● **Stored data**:
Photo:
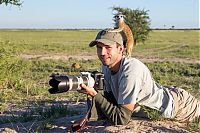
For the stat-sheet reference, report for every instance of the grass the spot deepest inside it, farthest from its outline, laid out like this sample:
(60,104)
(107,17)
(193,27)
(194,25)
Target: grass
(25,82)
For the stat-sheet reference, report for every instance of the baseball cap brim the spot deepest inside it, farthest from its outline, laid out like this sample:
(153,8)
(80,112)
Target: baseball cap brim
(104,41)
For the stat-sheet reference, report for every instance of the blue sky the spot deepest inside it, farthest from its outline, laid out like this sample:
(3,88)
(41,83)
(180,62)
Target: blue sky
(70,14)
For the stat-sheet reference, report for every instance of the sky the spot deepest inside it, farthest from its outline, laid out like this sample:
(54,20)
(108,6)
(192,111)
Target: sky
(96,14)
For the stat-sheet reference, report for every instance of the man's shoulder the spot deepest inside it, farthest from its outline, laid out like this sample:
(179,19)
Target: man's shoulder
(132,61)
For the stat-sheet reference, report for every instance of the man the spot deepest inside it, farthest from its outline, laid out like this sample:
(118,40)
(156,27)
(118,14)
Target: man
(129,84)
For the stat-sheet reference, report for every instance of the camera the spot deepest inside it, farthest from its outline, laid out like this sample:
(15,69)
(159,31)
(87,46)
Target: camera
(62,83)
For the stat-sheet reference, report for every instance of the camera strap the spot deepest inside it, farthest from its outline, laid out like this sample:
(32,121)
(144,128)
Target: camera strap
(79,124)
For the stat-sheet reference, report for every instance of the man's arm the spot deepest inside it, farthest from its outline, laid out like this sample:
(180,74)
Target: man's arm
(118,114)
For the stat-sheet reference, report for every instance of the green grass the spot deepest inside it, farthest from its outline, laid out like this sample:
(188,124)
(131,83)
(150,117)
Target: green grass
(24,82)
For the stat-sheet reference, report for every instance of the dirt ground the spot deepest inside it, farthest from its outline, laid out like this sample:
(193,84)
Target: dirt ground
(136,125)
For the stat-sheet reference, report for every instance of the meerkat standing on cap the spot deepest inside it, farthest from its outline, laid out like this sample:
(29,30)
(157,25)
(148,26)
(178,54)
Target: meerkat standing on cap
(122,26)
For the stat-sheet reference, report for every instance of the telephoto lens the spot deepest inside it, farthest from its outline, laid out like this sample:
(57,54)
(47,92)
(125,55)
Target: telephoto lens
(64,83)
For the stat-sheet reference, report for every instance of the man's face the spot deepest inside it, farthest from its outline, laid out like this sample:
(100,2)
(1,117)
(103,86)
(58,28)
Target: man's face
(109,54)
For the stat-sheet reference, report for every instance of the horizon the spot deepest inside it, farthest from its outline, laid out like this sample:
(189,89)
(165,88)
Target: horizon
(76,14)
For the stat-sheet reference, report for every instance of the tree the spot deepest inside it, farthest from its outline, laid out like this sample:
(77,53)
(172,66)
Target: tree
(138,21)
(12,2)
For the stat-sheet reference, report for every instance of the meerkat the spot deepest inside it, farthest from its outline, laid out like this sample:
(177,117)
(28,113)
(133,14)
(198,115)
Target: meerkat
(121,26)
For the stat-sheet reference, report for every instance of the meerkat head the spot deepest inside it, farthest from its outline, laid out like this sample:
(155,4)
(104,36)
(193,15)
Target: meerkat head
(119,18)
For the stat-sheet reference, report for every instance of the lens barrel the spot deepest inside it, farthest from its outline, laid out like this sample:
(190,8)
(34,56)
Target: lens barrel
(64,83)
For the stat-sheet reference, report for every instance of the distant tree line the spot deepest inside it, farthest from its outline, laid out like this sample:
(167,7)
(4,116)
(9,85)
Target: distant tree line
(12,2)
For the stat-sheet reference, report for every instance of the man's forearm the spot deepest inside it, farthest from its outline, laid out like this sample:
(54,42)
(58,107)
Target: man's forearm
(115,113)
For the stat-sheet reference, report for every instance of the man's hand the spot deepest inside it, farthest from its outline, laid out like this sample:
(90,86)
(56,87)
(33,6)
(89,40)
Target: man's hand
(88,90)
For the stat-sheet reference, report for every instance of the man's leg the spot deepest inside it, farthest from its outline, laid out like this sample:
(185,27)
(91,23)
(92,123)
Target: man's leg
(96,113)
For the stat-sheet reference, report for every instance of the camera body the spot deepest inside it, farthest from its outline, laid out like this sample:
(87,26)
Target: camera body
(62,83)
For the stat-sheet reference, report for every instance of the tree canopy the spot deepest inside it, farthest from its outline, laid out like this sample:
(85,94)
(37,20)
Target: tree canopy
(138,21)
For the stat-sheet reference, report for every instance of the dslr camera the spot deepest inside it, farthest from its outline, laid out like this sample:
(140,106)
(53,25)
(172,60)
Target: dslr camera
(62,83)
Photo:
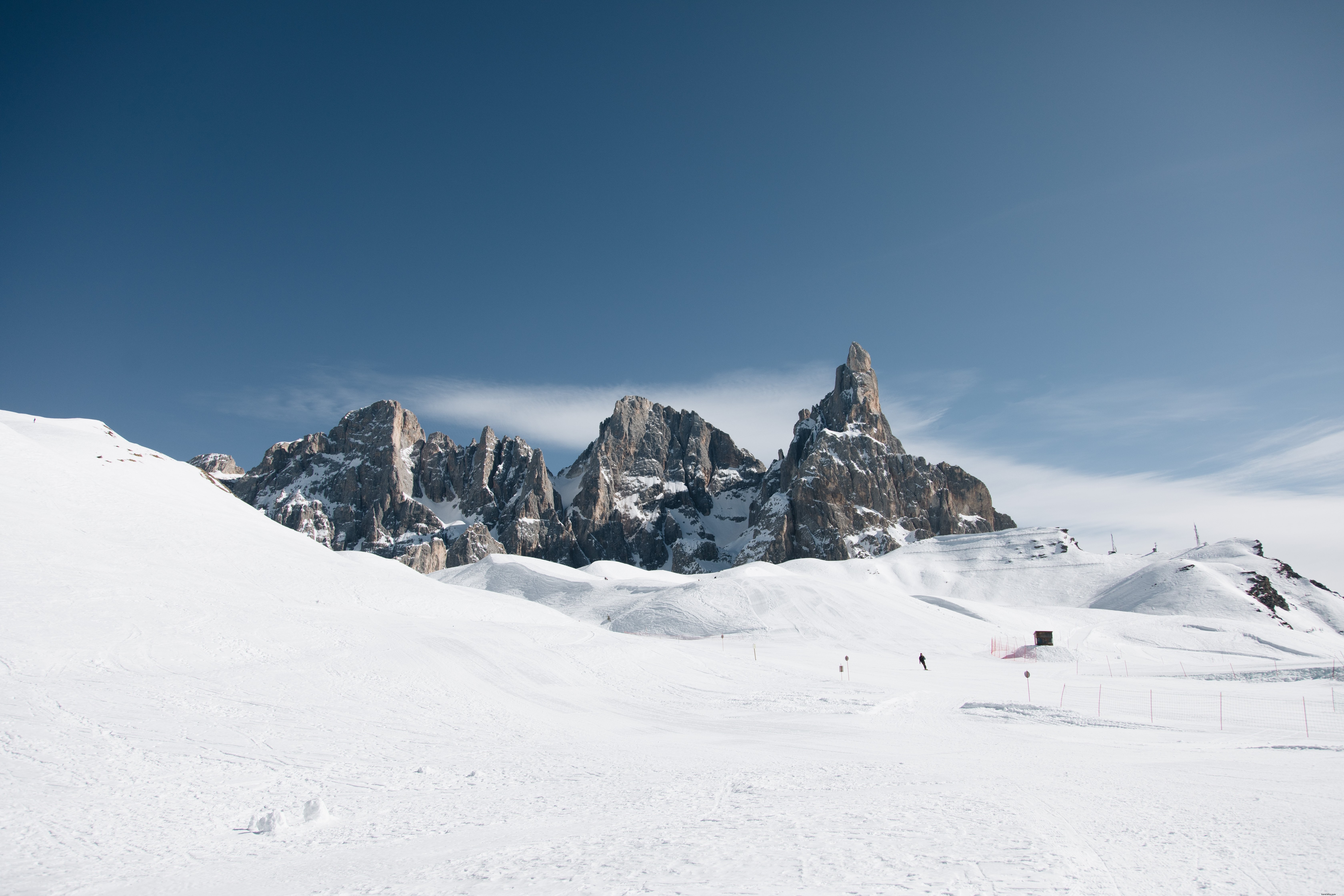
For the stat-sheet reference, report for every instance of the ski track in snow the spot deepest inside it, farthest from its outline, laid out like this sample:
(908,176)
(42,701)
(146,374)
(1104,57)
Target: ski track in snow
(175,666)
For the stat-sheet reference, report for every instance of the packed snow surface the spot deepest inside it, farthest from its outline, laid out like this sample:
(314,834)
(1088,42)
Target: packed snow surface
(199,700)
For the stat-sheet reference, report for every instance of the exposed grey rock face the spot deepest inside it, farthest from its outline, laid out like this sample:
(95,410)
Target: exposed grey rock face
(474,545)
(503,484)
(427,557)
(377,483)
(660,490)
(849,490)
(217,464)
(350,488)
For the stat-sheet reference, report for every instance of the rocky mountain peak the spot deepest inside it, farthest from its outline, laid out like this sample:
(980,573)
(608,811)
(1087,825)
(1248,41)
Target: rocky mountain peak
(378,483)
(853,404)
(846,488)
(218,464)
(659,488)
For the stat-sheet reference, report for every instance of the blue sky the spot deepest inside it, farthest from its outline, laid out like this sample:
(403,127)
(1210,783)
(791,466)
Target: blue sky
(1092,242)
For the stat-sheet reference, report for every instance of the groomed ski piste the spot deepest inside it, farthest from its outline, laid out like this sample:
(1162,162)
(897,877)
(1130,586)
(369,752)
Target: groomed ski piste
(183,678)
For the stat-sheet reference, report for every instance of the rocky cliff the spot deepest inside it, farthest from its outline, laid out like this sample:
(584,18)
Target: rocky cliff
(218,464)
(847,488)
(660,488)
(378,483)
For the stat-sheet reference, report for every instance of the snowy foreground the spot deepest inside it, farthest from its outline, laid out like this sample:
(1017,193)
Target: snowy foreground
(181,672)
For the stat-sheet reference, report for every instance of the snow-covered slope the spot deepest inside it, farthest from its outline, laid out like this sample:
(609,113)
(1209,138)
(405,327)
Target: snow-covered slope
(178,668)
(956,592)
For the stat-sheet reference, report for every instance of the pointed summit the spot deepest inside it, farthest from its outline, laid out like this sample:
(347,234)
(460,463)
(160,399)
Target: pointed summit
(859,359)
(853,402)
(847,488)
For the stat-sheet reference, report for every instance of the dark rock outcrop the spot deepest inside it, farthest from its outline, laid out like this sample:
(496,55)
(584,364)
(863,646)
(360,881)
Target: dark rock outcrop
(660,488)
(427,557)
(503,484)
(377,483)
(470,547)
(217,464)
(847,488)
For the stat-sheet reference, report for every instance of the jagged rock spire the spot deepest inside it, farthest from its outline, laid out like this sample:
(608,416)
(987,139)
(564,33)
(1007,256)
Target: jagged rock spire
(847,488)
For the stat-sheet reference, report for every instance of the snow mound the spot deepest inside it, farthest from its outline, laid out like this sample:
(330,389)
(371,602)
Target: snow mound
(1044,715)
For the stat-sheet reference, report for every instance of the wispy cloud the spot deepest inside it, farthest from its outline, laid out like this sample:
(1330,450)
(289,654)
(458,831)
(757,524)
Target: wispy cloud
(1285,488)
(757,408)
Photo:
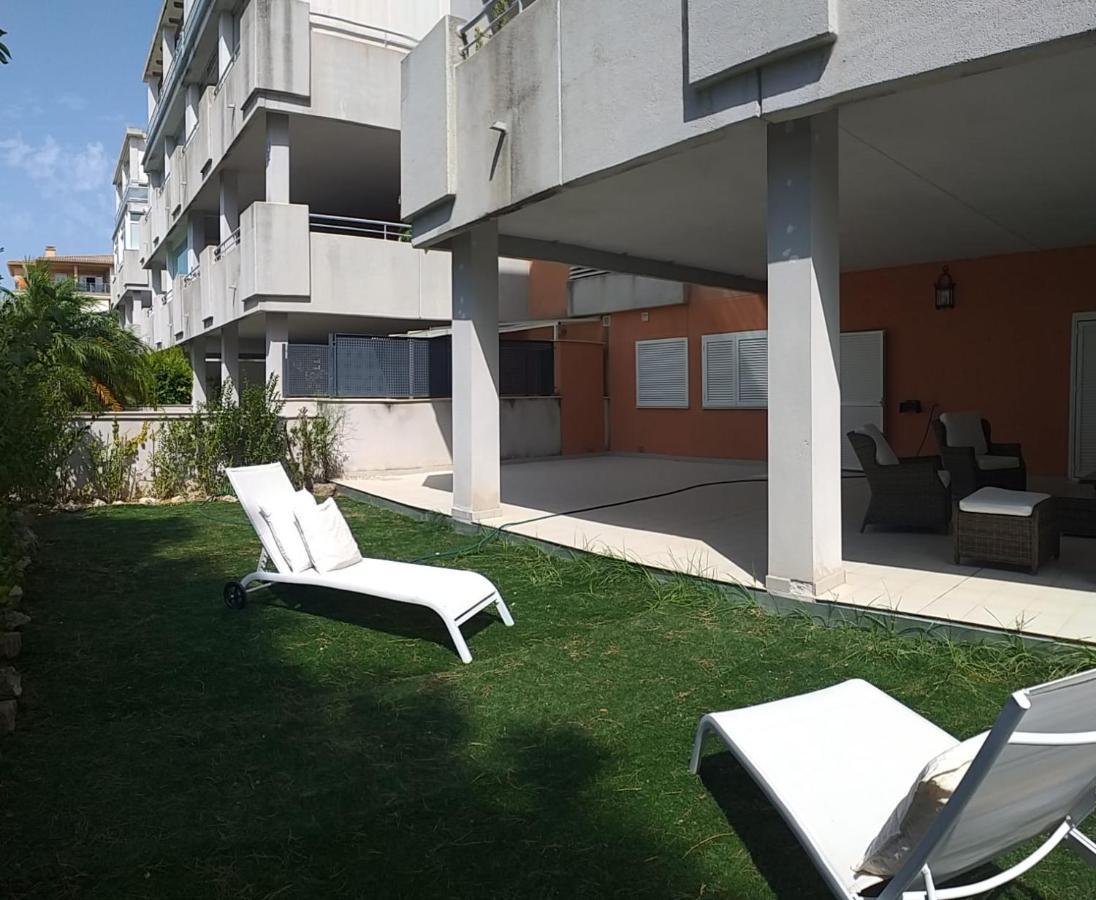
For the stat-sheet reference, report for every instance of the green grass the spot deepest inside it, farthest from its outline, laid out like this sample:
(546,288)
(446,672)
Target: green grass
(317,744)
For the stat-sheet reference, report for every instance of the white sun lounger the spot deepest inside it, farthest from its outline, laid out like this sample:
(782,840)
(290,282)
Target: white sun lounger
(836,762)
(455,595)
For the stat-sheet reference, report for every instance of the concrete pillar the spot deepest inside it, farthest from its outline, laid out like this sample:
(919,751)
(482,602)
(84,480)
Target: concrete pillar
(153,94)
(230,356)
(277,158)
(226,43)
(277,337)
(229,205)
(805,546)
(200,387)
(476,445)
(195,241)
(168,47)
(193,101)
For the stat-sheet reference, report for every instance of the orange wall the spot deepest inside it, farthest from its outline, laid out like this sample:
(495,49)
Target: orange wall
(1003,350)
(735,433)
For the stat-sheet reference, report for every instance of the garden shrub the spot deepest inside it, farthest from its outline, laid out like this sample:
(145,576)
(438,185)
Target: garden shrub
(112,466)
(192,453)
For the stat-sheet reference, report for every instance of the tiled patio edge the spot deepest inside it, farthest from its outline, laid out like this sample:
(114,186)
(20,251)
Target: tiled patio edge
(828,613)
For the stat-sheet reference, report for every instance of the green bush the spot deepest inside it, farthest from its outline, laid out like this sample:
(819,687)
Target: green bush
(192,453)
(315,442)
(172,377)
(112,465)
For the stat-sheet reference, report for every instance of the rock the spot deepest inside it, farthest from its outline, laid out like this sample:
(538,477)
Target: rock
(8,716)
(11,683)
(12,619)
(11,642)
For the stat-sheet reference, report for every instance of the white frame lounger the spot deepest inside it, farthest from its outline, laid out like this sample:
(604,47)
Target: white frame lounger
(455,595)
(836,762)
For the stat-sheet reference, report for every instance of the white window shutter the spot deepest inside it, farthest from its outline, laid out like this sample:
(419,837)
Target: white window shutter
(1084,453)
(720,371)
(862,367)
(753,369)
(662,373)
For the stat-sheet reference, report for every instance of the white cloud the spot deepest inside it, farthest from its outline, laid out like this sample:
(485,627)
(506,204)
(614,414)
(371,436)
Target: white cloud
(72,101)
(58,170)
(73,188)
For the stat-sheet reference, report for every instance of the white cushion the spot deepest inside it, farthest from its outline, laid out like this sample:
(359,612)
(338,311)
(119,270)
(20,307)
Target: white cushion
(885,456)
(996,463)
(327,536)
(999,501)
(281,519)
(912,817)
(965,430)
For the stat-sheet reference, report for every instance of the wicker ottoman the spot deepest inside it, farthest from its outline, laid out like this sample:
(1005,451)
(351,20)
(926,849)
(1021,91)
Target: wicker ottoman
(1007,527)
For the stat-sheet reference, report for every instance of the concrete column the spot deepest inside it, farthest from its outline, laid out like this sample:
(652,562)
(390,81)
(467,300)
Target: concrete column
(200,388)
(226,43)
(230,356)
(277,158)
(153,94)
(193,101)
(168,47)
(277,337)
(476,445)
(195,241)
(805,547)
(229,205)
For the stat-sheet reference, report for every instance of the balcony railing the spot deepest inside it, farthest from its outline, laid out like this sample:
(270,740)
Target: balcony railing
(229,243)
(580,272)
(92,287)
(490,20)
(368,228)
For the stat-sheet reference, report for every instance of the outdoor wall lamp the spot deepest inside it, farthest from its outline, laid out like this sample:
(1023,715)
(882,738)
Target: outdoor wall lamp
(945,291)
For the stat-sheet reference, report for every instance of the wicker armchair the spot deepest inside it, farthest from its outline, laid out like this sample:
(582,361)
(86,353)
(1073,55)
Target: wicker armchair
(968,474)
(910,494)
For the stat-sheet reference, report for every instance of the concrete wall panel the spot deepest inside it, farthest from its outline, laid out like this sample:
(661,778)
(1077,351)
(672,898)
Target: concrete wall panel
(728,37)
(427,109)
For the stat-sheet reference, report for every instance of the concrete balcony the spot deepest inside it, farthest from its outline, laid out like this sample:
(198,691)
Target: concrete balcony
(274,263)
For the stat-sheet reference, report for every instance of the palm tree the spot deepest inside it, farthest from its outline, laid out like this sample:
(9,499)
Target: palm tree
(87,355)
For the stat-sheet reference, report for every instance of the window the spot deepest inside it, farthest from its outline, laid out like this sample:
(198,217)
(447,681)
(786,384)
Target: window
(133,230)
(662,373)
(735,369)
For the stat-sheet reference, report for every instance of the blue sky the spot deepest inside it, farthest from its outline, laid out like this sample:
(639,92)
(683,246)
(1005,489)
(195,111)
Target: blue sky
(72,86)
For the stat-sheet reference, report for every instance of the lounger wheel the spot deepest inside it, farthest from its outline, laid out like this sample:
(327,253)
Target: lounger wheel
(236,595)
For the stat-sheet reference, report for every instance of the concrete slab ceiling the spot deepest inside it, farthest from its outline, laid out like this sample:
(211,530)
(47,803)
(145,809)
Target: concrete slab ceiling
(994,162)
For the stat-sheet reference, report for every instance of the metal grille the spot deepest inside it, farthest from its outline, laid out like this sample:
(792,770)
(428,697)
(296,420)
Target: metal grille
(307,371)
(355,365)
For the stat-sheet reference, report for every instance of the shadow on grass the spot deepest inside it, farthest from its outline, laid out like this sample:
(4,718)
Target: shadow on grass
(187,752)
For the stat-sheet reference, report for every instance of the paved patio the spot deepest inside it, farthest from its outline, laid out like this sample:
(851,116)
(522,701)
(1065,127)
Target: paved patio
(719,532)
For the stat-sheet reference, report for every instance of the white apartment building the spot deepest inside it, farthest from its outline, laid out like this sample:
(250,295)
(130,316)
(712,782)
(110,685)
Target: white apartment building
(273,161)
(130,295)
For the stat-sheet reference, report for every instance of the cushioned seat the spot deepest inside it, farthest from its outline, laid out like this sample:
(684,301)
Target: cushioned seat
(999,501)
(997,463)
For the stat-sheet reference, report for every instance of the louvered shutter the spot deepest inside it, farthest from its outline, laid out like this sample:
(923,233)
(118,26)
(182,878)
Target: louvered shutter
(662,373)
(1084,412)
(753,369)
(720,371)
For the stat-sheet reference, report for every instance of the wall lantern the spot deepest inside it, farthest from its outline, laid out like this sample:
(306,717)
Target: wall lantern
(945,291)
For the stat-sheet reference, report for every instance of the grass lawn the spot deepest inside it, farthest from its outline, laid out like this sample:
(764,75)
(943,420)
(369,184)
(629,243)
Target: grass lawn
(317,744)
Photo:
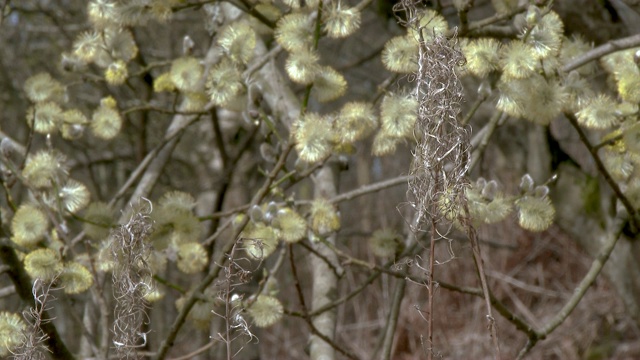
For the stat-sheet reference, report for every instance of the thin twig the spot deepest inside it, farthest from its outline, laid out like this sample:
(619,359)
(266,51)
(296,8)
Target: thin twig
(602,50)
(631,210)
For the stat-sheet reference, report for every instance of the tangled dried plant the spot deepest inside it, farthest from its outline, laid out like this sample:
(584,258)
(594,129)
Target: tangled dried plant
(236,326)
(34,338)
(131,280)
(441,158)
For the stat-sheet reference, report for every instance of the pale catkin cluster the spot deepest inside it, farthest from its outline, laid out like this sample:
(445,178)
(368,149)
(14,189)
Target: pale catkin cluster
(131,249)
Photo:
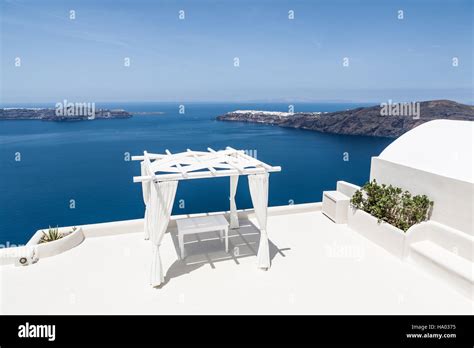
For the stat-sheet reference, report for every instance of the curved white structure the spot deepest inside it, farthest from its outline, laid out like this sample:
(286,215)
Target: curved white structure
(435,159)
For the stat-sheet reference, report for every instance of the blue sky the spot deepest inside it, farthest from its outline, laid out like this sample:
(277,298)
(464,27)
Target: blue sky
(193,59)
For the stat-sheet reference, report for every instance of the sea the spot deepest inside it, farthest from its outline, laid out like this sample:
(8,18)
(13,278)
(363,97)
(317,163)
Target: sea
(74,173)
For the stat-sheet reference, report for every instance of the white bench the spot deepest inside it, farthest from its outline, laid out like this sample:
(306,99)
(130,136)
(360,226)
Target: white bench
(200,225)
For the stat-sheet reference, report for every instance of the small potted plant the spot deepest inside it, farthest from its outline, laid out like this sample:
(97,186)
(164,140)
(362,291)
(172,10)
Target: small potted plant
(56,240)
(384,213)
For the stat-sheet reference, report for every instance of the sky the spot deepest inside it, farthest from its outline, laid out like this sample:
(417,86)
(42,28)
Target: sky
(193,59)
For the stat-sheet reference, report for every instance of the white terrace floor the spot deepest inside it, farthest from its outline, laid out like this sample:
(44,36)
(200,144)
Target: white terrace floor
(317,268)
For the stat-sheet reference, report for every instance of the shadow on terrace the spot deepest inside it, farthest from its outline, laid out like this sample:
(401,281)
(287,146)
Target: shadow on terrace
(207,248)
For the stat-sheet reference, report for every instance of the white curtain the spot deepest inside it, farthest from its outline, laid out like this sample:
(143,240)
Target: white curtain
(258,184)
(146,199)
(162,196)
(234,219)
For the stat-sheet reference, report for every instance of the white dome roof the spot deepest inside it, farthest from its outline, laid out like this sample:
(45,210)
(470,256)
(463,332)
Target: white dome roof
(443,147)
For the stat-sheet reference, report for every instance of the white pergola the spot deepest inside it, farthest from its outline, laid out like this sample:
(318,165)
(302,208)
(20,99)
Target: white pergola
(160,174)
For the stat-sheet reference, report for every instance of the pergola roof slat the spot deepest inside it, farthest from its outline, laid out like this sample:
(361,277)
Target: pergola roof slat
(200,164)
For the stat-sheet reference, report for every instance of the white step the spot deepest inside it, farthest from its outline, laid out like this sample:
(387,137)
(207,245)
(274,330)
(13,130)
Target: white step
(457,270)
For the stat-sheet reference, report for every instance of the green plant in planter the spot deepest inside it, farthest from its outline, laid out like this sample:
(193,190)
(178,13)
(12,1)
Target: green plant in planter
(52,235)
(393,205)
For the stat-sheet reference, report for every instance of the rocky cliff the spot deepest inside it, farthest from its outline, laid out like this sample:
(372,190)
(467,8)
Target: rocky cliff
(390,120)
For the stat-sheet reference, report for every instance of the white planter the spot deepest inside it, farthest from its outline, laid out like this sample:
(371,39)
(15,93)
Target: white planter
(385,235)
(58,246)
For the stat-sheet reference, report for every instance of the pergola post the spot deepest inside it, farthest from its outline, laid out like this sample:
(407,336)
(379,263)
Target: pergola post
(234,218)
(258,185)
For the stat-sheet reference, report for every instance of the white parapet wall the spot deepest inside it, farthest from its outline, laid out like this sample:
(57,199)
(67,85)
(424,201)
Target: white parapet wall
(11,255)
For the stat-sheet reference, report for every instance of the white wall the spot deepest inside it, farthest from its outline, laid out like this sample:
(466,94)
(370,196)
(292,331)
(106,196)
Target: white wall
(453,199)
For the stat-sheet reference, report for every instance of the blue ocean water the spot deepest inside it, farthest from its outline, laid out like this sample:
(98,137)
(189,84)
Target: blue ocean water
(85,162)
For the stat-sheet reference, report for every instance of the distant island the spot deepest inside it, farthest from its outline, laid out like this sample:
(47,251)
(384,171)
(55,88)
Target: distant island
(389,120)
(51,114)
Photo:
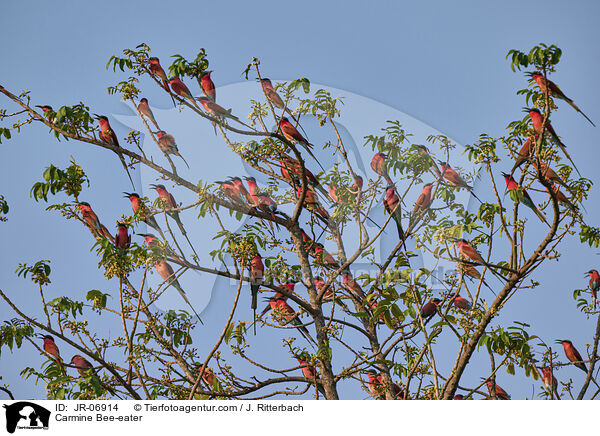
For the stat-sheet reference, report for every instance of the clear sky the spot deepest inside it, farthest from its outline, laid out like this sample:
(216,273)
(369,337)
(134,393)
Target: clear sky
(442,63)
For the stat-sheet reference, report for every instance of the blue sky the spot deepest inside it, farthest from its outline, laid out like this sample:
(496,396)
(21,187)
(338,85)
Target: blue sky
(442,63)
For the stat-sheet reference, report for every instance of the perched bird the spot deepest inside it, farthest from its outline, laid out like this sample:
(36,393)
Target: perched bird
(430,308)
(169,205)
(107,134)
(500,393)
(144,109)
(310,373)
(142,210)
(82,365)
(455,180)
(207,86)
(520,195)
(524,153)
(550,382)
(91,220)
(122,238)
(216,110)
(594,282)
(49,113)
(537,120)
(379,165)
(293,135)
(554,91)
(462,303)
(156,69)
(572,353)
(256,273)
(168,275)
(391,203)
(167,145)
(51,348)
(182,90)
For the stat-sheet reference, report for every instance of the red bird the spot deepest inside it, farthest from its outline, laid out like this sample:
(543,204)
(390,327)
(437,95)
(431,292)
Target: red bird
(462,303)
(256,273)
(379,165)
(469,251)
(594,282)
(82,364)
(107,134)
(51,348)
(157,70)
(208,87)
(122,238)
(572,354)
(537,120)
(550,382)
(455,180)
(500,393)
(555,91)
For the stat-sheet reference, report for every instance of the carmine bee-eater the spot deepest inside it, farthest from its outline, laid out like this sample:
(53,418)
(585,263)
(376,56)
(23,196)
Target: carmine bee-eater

● **What this task involves**: With "eater" as the string to match, show every line of the entries above that has it.

● **Exercise solution**:
For the stat-sheet reference, report for every instance of the carmine bee-eater the spot deepest inside it, farthest from its outline, laid out like this sample:
Target: carmine bee-eater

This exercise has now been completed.